To support variable rate content, the content type table contains
separate rates for disk space and bandwidth consumption.  A
constant-rate stream will consume disk bandwidth and disk space at the
same rate.  For data with a variable-rate encoding, the system should
allocate bandwidth more conservatively than disk space.  The bandwidth
consumption rate should be closer to the stream's peak rate and the
storage consumption rate should be closer to the average rate.

Calliope's Coordinator has some support for fault tolerance.  The
Coordinator detects when one of the MSUs fails by a break in the TCP
connection between the coordinator and the MSU.  When an MSU is down,
the Coordinator marks it as unavailable in the scheduling database.
When the MSU becomes available again, it contacts the Coordinator and
is restored to the scheduling database.  Calliope does not recover
from Coordinator failures.

2.2.1  Disk and Network Scheduling

Calliope's MSUs use double buffering and careful disk and network
device scheduling to ensure that data is delivered at a regular rate
and peripheral devices are fully utilized.  In the case of a read,
double buffering means the network process is sending data to a client
from one main memory buffer while the disk process is loading the
other.  When the network process empties its buffer, the disk process
should already have filled the other buffer.  The two processes swap
buffers for the next cycle.

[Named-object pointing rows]
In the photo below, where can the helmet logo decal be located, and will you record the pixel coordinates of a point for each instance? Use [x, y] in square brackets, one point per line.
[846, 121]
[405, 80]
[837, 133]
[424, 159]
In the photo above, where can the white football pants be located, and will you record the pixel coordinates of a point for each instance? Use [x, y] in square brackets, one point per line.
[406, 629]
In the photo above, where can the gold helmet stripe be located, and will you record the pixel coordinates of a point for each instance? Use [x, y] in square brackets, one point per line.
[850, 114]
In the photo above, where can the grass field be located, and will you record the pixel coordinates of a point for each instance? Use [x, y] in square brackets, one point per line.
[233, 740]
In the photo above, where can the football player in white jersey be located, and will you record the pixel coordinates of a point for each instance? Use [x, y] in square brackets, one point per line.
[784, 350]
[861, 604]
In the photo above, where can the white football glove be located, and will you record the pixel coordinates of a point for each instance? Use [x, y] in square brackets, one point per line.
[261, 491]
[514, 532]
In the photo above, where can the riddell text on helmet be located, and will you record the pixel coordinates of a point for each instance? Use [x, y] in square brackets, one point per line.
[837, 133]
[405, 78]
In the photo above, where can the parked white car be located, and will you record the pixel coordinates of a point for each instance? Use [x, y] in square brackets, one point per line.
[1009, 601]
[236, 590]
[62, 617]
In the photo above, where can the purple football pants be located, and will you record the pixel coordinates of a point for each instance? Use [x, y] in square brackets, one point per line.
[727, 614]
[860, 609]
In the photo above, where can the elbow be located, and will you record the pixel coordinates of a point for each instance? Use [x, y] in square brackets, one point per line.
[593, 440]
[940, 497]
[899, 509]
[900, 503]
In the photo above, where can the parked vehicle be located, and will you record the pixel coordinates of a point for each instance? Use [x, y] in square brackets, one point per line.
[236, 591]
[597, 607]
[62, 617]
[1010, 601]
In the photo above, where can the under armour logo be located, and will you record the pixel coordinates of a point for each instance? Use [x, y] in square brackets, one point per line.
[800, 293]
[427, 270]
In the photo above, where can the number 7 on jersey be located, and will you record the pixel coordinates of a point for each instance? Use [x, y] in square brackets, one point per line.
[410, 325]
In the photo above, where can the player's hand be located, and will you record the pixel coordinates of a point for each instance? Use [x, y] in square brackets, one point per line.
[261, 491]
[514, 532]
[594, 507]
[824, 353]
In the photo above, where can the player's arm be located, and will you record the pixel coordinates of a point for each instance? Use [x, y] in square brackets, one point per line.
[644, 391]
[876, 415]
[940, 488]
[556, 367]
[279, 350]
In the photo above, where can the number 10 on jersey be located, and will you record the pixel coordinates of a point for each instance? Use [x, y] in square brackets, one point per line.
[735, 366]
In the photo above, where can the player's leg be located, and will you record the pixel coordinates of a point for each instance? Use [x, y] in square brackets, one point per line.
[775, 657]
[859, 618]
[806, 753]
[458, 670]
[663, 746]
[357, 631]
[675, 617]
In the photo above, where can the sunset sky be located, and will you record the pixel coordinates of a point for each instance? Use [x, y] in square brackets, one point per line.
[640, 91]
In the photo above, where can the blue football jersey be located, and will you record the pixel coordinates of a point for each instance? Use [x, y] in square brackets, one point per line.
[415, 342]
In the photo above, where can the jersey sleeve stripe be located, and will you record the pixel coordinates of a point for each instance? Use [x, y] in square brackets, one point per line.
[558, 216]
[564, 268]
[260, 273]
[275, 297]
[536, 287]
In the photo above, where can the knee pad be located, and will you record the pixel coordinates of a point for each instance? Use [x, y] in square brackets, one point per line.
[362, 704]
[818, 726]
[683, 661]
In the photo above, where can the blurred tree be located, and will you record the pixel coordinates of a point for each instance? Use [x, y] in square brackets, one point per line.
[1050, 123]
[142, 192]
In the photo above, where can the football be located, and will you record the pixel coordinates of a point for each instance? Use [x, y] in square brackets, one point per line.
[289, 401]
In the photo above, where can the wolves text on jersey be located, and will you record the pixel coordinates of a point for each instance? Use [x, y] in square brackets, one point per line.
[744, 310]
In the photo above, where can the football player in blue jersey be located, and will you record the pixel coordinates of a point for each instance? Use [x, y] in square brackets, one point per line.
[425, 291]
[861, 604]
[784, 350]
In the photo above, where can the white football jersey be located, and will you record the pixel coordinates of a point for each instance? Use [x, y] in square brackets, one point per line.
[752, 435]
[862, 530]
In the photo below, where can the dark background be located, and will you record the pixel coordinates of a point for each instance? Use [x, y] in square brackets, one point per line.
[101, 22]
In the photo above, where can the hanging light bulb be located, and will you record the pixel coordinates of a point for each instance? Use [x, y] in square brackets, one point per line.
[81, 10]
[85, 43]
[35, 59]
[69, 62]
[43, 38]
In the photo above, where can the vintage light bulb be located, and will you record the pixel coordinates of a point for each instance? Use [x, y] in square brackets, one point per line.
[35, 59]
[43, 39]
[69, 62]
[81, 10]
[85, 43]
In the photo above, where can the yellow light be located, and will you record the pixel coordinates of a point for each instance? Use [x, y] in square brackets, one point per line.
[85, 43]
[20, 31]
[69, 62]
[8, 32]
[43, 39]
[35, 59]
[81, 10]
==
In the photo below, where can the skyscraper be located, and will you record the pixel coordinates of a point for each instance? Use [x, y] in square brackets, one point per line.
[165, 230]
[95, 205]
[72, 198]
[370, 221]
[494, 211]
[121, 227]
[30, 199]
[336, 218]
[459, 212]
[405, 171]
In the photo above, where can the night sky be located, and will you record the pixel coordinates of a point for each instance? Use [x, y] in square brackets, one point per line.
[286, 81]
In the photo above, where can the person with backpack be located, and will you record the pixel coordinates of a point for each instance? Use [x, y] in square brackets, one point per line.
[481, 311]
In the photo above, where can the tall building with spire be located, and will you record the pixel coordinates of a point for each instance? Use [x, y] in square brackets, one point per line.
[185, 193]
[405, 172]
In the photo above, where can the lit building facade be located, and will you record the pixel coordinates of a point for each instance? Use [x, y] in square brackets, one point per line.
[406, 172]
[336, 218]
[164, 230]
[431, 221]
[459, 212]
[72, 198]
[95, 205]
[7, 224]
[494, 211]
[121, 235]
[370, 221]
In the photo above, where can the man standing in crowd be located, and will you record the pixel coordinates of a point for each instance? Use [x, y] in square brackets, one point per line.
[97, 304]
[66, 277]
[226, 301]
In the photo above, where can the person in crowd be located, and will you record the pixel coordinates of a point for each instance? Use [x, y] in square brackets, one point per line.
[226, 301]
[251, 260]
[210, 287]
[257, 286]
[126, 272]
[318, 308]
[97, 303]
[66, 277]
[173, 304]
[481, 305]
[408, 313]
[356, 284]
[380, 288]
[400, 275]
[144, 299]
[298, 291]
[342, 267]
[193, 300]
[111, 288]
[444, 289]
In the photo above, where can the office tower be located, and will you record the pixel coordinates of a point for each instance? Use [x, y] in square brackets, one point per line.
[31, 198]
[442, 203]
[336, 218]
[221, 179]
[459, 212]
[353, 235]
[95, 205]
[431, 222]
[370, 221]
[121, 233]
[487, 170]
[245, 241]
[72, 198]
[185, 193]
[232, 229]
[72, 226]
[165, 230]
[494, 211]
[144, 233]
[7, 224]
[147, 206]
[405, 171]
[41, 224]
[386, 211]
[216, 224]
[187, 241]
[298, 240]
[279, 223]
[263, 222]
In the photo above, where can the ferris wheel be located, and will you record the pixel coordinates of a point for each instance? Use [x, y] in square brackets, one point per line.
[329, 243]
--
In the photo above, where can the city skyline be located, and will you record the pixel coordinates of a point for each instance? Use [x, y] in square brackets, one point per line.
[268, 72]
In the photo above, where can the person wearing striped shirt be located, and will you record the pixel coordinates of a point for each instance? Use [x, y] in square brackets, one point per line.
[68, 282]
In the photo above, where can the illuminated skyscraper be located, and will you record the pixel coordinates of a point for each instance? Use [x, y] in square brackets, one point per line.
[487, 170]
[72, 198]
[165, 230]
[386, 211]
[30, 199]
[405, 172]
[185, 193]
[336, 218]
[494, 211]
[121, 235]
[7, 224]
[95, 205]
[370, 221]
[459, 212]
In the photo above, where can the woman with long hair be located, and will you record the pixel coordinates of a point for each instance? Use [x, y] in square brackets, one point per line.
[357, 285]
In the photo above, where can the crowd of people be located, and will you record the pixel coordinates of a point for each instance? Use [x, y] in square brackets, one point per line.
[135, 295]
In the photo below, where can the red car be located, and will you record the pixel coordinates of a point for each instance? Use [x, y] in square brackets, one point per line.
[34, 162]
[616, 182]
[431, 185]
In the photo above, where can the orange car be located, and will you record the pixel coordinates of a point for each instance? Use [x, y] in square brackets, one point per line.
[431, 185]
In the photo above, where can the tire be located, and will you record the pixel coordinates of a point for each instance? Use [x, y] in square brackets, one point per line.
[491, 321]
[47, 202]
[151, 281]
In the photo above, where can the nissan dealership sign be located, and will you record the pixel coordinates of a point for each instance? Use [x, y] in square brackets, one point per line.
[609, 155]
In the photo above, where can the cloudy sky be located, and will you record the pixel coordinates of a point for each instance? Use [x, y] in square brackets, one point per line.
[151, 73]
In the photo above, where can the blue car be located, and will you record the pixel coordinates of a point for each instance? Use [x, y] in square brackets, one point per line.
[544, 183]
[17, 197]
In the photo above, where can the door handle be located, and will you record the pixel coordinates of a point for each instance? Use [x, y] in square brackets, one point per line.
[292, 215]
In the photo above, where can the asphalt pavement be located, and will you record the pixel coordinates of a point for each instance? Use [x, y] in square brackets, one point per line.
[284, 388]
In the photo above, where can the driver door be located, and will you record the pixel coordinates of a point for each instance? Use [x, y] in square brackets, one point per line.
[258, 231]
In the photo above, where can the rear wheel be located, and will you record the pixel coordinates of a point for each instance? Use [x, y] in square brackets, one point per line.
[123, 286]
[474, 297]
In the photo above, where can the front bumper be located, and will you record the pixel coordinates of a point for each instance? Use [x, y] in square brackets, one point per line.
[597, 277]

Tasks for this exercise:
[A] Answer these questions about the Calliope text:
(i) How does the Coordinator detect that an MSU has failed?
(ii) For data with a variable-rate encoding, which rate should the bandwidth consumption rate be closer to?
(iii) During a read with double buffering, what is the disk process doing while the network process sends data to a client from one main memory buffer?
[B] Write out the Calliope text from "To support variable" up to and including "in the scheduling database.".

List of solutions:
[A]
(i) It detects a break in the TCP connection between the Coordinator and the MSU.
(ii) The stream's peak rate.
(iii) It is loading the other buffer.

[B]
To support variable rate content, the content type table contains
separate rates for disk space and bandwidth consumption.  A
constant-rate stream will consume disk bandwidth and disk space at the
same rate.  For data with a variable-rate encoding, the system should
allocate bandwidth more conservatively than disk space.  The bandwidth
consumption rate should be closer to the stream's peak rate and the
storage consumption rate should be closer to the average rate.

Calliope's Coordinator has some support for fault tolerance.  The
Coordinator detects when one of the MSUs fails by a break in the TCP
connection between the coordinator and the MSU.  When an MSU is down,
the Coordinator marks it as unavailable in the scheduling database.